─── INPUT FOR THIS TASK ───

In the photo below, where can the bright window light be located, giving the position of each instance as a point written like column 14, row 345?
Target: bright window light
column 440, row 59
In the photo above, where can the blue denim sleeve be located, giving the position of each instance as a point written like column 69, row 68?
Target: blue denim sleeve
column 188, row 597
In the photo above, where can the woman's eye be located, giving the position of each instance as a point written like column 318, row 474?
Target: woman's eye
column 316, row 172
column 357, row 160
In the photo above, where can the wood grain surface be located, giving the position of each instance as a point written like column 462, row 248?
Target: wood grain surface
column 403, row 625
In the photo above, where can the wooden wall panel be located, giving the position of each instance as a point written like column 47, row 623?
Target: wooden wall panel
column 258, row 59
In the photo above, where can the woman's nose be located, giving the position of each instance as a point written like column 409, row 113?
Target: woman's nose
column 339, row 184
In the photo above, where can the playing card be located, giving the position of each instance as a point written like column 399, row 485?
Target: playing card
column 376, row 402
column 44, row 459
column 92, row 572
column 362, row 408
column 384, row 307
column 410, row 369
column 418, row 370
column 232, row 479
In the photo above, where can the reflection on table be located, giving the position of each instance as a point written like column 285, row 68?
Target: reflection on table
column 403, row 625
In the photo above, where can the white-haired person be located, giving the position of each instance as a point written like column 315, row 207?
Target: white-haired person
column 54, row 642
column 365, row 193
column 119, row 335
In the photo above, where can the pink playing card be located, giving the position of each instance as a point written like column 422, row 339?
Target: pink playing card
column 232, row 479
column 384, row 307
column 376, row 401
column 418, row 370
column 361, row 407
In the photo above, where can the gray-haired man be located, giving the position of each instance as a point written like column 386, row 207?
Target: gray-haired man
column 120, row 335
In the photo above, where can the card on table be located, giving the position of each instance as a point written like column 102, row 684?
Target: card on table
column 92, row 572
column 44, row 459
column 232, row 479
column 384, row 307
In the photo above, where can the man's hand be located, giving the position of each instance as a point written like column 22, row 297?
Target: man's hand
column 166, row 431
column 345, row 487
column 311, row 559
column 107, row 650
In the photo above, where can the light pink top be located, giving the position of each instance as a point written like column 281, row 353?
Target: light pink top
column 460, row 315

───

WHAT THE TASK ASKS:
Print every one of the rows above verbatim, with no alterations.

COMPLETE RESPONSE:
In the photo below, where can the bright window light be located, giving the position of each instance as a point written like column 14, row 345?
Target: bright window light
column 440, row 59
In the photo above, where can the blue denim sleeve be located, giving the position of each instance as a point written like column 69, row 68?
Target: blue denim sleeve
column 188, row 597
In the photo above, where can the woman's eye be located, giving the position of each instance as a point written like column 318, row 474?
Target: woman's eye
column 316, row 172
column 357, row 160
In the photo above, where can the wood grain surface be located, giving the position of each instance as a point written like column 462, row 248?
Target: wood grain surface
column 403, row 625
In the photo above, where can the wooden wall panel be located, giving the position of each instance as a point written like column 47, row 623?
Target: wooden wall panel
column 258, row 59
In the photo above, where can the woman's nose be located, giving the position of each instance as a point written like column 409, row 113?
Target: woman's nose
column 339, row 184
In the photo above, where can the playing card be located, giving the position of each instance as a point written like column 399, row 485?
Target: playing card
column 376, row 402
column 44, row 459
column 92, row 572
column 362, row 408
column 384, row 307
column 410, row 369
column 418, row 370
column 232, row 479
In the photo above, where can the reflection on table be located, giving the position of each instance as a point written like column 285, row 68?
Target: reflection on table
column 403, row 625
In the photo above, where can the white-haired person be located, giving the position of each instance as a point written like column 315, row 207?
Target: white-haired person
column 54, row 642
column 365, row 193
column 119, row 335
In the photo above, where can the pink playing card be located, giving the position of each instance as a point written like column 422, row 339?
Target: pink playing card
column 232, row 479
column 384, row 307
column 376, row 401
column 418, row 370
column 361, row 407
In the photo above, where can the gray-haired man be located, giving the position of each instance as a point written like column 386, row 207?
Target: gray-haired man
column 120, row 335
In the photo above, where can the card on table be located, giving the position of each instance as a point written like column 102, row 684?
Target: card on table
column 92, row 572
column 44, row 459
column 232, row 479
column 384, row 307
In the photo above, where can the man's hand be located, giving the position of each instance as a point written like column 22, row 297?
Target: man's hand
column 166, row 431
column 345, row 487
column 311, row 559
column 107, row 650
In the photo above, where can the light pink top be located, giving the position of each instance as a point written like column 281, row 353?
Target: light pink top
column 460, row 315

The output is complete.